[start EXCERPTED DATA]
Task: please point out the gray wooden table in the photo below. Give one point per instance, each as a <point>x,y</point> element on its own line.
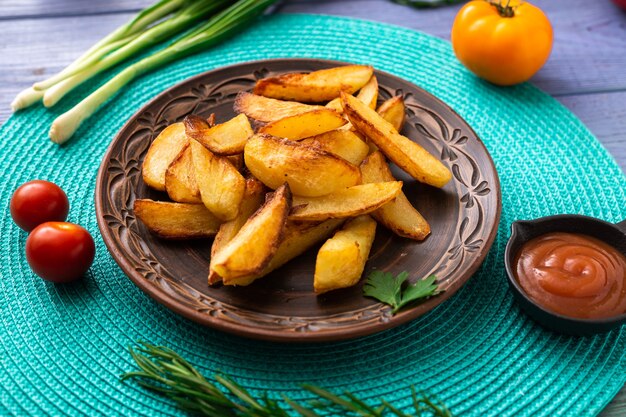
<point>586,71</point>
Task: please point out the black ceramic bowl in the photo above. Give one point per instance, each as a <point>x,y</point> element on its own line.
<point>522,231</point>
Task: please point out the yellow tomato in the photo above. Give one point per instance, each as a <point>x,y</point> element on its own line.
<point>503,42</point>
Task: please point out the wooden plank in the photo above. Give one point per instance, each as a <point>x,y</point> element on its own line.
<point>51,8</point>
<point>36,54</point>
<point>589,52</point>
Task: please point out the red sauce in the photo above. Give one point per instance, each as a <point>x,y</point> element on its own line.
<point>573,275</point>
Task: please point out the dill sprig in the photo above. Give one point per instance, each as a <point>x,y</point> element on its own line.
<point>165,372</point>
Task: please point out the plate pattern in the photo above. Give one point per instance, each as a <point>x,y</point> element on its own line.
<point>120,179</point>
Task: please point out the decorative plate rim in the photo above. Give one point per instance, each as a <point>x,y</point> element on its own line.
<point>335,334</point>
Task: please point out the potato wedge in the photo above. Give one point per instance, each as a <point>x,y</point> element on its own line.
<point>369,93</point>
<point>305,124</point>
<point>221,185</point>
<point>393,111</point>
<point>180,179</point>
<point>335,104</point>
<point>309,170</point>
<point>398,215</point>
<point>252,200</point>
<point>176,220</point>
<point>227,138</point>
<point>341,260</point>
<point>349,202</point>
<point>299,237</point>
<point>267,110</point>
<point>163,150</point>
<point>316,86</point>
<point>236,160</point>
<point>252,248</point>
<point>343,143</point>
<point>405,153</point>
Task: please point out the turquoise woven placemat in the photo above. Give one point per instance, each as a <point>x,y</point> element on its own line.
<point>64,346</point>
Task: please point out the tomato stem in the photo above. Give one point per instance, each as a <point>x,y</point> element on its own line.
<point>504,10</point>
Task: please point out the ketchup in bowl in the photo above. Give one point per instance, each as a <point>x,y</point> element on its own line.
<point>573,274</point>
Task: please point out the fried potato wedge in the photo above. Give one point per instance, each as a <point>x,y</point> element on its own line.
<point>343,143</point>
<point>304,125</point>
<point>349,202</point>
<point>398,215</point>
<point>236,160</point>
<point>369,93</point>
<point>252,200</point>
<point>316,86</point>
<point>227,138</point>
<point>335,104</point>
<point>264,109</point>
<point>176,220</point>
<point>393,111</point>
<point>180,179</point>
<point>309,170</point>
<point>341,260</point>
<point>163,150</point>
<point>221,185</point>
<point>299,237</point>
<point>405,153</point>
<point>252,248</point>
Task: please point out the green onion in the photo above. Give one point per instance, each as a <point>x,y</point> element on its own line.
<point>152,36</point>
<point>222,25</point>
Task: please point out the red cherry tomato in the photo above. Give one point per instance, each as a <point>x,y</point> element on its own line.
<point>60,251</point>
<point>37,202</point>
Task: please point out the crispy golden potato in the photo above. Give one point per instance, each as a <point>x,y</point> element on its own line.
<point>252,200</point>
<point>341,260</point>
<point>252,248</point>
<point>393,111</point>
<point>405,153</point>
<point>369,93</point>
<point>221,185</point>
<point>335,104</point>
<point>227,138</point>
<point>180,179</point>
<point>398,215</point>
<point>348,202</point>
<point>176,220</point>
<point>163,150</point>
<point>343,143</point>
<point>267,110</point>
<point>316,86</point>
<point>304,125</point>
<point>299,237</point>
<point>309,170</point>
<point>236,160</point>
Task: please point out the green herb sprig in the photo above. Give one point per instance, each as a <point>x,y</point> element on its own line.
<point>164,371</point>
<point>391,290</point>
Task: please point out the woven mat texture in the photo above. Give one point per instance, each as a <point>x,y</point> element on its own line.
<point>63,347</point>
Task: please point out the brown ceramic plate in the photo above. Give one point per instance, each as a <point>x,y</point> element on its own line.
<point>464,217</point>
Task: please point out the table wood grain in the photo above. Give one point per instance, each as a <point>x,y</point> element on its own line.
<point>586,71</point>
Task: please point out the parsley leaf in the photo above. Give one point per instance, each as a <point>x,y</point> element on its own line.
<point>388,289</point>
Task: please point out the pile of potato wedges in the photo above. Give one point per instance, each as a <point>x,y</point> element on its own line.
<point>304,161</point>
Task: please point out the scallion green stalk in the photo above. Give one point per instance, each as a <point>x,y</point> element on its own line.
<point>115,39</point>
<point>152,36</point>
<point>137,25</point>
<point>222,25</point>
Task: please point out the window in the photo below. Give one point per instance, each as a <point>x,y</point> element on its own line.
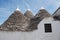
<point>48,28</point>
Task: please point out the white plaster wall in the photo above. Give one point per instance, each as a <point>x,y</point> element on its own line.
<point>38,34</point>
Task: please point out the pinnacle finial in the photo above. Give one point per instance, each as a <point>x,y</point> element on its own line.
<point>18,9</point>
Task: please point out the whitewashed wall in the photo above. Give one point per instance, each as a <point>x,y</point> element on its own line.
<point>38,34</point>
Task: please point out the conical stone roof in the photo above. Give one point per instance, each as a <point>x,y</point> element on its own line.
<point>56,14</point>
<point>16,22</point>
<point>28,14</point>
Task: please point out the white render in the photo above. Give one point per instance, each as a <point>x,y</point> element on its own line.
<point>38,34</point>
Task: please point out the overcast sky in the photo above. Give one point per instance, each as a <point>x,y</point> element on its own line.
<point>9,6</point>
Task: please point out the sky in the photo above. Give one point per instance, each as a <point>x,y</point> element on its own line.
<point>7,7</point>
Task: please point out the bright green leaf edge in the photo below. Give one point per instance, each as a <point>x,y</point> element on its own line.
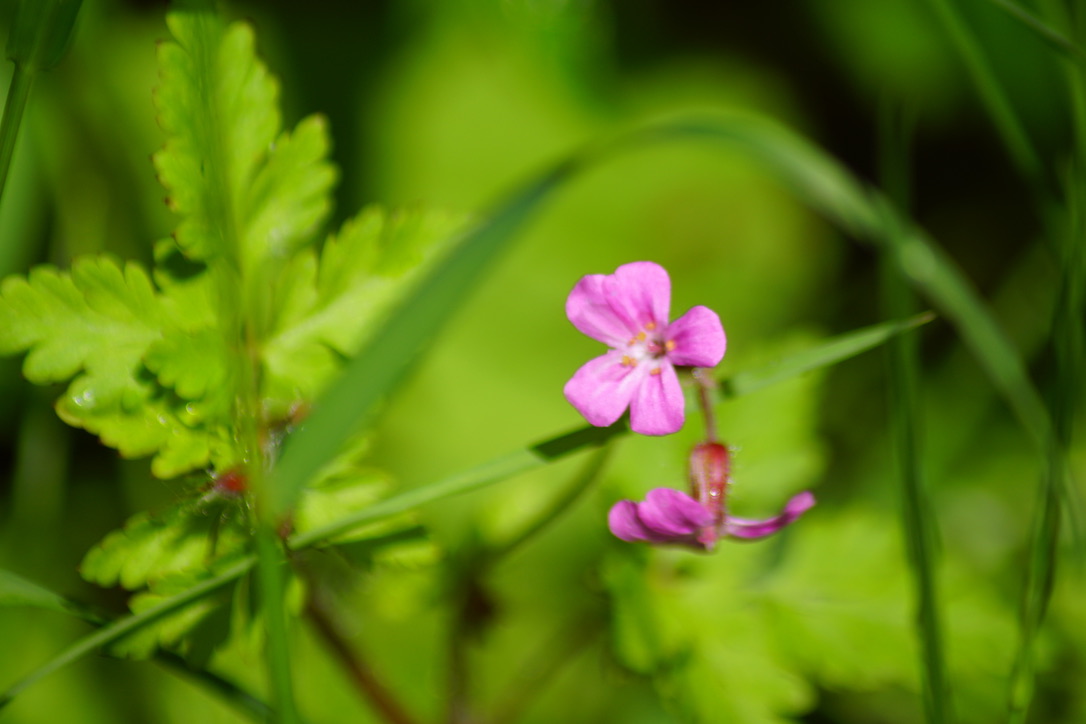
<point>830,353</point>
<point>19,592</point>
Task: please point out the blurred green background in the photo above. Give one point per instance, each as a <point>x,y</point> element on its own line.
<point>449,104</point>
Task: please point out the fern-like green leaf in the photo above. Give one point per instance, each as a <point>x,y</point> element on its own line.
<point>243,190</point>
<point>329,304</point>
<point>184,540</point>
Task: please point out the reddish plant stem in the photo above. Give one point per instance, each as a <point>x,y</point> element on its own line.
<point>705,386</point>
<point>364,677</point>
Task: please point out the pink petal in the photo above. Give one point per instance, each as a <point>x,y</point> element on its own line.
<point>613,308</point>
<point>658,407</point>
<point>603,388</point>
<point>698,339</point>
<point>671,515</point>
<point>742,528</point>
<point>641,291</point>
<point>623,522</point>
<point>591,312</point>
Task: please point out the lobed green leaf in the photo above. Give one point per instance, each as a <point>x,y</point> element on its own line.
<point>332,303</point>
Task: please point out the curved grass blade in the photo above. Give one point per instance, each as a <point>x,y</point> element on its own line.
<point>995,100</point>
<point>545,452</point>
<point>1052,37</point>
<point>19,592</point>
<point>41,30</point>
<point>16,591</point>
<point>383,360</point>
<point>825,186</point>
<point>919,522</point>
<point>830,353</point>
<point>824,355</point>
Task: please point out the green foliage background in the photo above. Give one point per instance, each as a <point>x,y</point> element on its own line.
<point>447,105</point>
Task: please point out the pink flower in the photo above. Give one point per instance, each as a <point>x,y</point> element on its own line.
<point>669,516</point>
<point>628,310</point>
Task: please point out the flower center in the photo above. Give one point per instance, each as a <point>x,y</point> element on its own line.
<point>647,345</point>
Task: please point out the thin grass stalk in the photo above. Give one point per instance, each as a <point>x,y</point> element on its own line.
<point>17,94</point>
<point>269,572</point>
<point>1063,393</point>
<point>995,100</point>
<point>918,519</point>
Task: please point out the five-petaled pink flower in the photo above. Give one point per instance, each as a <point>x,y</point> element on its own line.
<point>698,521</point>
<point>629,312</point>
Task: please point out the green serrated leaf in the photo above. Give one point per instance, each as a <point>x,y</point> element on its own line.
<point>330,307</point>
<point>289,197</point>
<point>191,364</point>
<point>218,105</point>
<point>202,625</point>
<point>99,319</point>
<point>182,540</point>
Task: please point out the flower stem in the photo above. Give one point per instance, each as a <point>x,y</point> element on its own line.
<point>705,386</point>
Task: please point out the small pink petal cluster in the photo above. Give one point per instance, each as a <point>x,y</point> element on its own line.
<point>629,312</point>
<point>698,521</point>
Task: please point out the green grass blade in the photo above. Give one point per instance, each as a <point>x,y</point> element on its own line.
<point>995,100</point>
<point>545,452</point>
<point>824,355</point>
<point>903,363</point>
<point>1052,37</point>
<point>17,94</point>
<point>19,592</point>
<point>16,591</point>
<point>381,363</point>
<point>270,566</point>
<point>241,700</point>
<point>825,186</point>
<point>110,633</point>
<point>829,353</point>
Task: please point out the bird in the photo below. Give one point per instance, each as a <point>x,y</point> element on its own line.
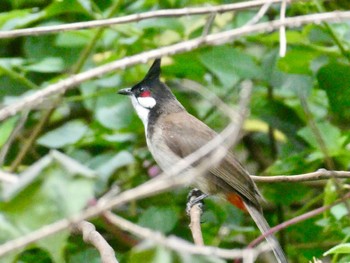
<point>172,134</point>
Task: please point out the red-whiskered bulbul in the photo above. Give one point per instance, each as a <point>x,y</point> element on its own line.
<point>172,133</point>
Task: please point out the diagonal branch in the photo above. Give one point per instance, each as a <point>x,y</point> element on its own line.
<point>186,46</point>
<point>91,236</point>
<point>172,179</point>
<point>314,176</point>
<point>178,244</point>
<point>134,18</point>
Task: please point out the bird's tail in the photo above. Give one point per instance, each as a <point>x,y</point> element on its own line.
<point>264,227</point>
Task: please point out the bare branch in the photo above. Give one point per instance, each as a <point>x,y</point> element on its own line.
<point>134,18</point>
<point>298,219</point>
<point>262,11</point>
<point>186,46</point>
<point>8,177</point>
<point>178,244</point>
<point>173,178</point>
<point>19,125</point>
<point>91,236</point>
<point>283,38</point>
<point>314,176</point>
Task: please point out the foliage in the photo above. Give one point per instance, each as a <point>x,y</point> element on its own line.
<point>303,97</point>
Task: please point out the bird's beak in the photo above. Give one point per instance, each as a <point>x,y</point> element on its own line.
<point>126,91</point>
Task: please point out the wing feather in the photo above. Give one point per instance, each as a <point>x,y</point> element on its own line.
<point>229,175</point>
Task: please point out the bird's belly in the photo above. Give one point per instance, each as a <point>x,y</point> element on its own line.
<point>161,153</point>
<point>166,159</point>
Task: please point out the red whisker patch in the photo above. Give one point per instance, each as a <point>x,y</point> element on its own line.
<point>145,93</point>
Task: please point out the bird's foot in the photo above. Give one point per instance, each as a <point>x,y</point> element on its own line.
<point>195,197</point>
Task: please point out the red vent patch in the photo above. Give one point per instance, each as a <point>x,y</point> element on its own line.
<point>145,94</point>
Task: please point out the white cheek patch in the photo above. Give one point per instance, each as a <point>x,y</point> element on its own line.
<point>147,102</point>
<point>141,111</point>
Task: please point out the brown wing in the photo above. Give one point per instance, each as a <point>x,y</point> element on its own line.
<point>229,176</point>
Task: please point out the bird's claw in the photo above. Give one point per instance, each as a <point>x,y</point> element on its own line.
<point>195,197</point>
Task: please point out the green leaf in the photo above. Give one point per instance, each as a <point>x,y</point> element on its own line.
<point>230,64</point>
<point>115,116</point>
<point>67,134</point>
<point>298,60</point>
<point>106,165</point>
<point>160,219</point>
<point>47,65</point>
<point>330,134</point>
<point>339,249</point>
<point>6,128</point>
<point>48,191</point>
<point>334,78</point>
<point>278,115</point>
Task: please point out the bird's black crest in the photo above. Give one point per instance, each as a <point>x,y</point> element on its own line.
<point>154,72</point>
[end EXCERPTED DATA]
DESCRIPTION OF THE TASK: Copy out, word for word, the part of the material above that opens with the line containing "Task: please point out the green leaf" and runs through the last line of the material.

SOLUTION TO THIS TASK:
Task: please point out the green leaf in the photo above. Give one point per instance, each as a <point>x,y</point> element on its own line.
<point>230,64</point>
<point>115,116</point>
<point>67,134</point>
<point>298,60</point>
<point>106,165</point>
<point>160,219</point>
<point>47,65</point>
<point>330,134</point>
<point>339,249</point>
<point>6,128</point>
<point>48,191</point>
<point>334,78</point>
<point>278,115</point>
Task: please point out the bird's black crest in the photo above. Give one point per instance, each as a <point>x,y</point> element on its own line.
<point>154,72</point>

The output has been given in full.